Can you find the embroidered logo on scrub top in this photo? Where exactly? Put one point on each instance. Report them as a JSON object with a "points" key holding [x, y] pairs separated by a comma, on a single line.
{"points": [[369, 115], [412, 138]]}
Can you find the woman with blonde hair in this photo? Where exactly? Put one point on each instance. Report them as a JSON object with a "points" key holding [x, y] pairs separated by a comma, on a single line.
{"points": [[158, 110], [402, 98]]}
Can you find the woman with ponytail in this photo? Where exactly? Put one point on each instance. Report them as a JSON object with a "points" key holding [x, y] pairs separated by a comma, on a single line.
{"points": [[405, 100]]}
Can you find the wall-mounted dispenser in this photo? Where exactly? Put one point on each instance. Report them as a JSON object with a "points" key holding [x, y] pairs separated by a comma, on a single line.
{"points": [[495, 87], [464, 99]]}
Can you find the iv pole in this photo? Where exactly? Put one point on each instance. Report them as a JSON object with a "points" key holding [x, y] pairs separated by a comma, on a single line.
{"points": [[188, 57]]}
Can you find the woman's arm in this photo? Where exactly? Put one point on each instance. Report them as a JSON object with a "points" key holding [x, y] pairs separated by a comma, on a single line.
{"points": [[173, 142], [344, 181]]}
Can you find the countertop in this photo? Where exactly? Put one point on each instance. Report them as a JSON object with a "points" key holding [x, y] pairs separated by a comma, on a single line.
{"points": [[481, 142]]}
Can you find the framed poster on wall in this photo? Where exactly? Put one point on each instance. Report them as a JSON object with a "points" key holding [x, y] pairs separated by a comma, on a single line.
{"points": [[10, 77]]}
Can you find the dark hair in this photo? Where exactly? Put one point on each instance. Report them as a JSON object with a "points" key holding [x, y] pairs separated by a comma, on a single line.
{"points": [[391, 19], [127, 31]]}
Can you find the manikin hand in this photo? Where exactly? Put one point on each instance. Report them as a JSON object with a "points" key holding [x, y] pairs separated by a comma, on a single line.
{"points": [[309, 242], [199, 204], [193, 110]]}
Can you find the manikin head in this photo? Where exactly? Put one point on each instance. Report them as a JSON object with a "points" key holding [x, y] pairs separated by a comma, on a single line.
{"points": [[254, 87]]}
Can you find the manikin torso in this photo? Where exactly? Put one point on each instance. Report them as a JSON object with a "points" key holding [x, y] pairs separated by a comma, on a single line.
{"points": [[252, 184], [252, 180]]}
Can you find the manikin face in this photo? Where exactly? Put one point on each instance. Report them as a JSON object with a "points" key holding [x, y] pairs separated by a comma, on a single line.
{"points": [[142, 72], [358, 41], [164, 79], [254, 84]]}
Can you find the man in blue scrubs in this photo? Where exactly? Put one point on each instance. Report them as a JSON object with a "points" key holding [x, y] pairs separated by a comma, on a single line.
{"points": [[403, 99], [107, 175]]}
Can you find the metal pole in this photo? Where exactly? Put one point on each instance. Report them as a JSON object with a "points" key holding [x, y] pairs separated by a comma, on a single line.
^^^^
_WHAT YOU NEED TO DO_
Produce an exact copy of the whole listing.

_TASK RESPONSE_
Can you find the embroidered logo on scrub top in this photo? Where exactly? Put one point on each instance. Report them as a JSON object with a "points" key holding [x, y] pairs separated by a comma, on a single line.
{"points": [[369, 115], [412, 138]]}
Can you find the woman with blonde hair in this photo? Where exactly? Put one point on each instance. Report them as a JSON object with a "points" key holding [x, y] pairs separated by a comma, on a single line.
{"points": [[158, 110], [402, 98]]}
Can you find the woman with ponytail in this photo? Where exactly? Put one point on each instance. Report them as a JSON object with a "points" key holding [x, y] pairs separated by a comma, on a single line.
{"points": [[405, 100]]}
Can you find the wall-mounted dispenser in this photo? Where exactly? Put one point on each instance. Report them as a JSON object with a "points" key holding [x, y] pairs separated by a comma, on a single line.
{"points": [[495, 87], [464, 99]]}
Can you find the iv pole in this photo? Where exactly? Put one point on each instance. Report them as a JSON object with a "points" key holding [x, y] pairs separated by a comma, on a single line.
{"points": [[188, 57]]}
Can you find the woman's arm in this photo? Where exactly? Put one point on each instance. Report them as a JSON object with a "points" key holding [x, y] pairs separated by a comma, on a single line.
{"points": [[173, 142], [344, 181]]}
Can you find the countertop in this photo? Where exactly? Put one point on each instance. Report them as a JSON object with a "points" key holding [x, y] pairs separated by a comma, on a single line.
{"points": [[481, 142]]}
Can you find the framed poster on wall in this photo? Where exactly? Put one point on each instance. Report them as a JSON object with a "points" key holding [x, y] pairs separated by a comma, on a single line.
{"points": [[10, 77]]}
Can you find the dark hair in this photo? Where exactly? Put one point on each instance. Report them as a JSON object with a "points" key holding [x, y] pairs separated by a comma, on a single line.
{"points": [[391, 19], [127, 31]]}
Can you find the manikin hand in this photo? Where exactly? Put one point on each instance. Report them as a JSON object with a "points" key holding [x, y] pairs separated by a comma, on a single line.
{"points": [[309, 242], [199, 204], [193, 110]]}
Can you find the manikin head in this photo? Where exactly? Put one point on each instance. Report them as a JSON object with a "points" key holding [x, y] pairs separated by a comma, on a single line.
{"points": [[254, 87]]}
Can you find the manikin torso in this photo? Where exactly? Put one point on each instance. Report them as a JSON object with a "points" key holding [x, y] pairs separated by a comma, on a single line.
{"points": [[252, 184], [252, 180]]}
Can you find the manikin face in this photo? Where exactly? Put one point on each instance. Report them as a JSON object with a "points" key holding [x, y] pairs separated by a comma, on a single line.
{"points": [[142, 72], [358, 41], [164, 79], [254, 84]]}
Can you find the man in blue scrubs in this photo? Where exactly? Put one point on each instance. Report them as a JSON object with a "points" key holding [x, y] pairs separated by a comma, on a single line.
{"points": [[403, 99], [107, 175]]}
Can you find the metal pole in this photo? Where exactly? Put one point on each instance. Report them as a JSON object with a "points" key holding [x, y] pairs separated by a comma, on a single line.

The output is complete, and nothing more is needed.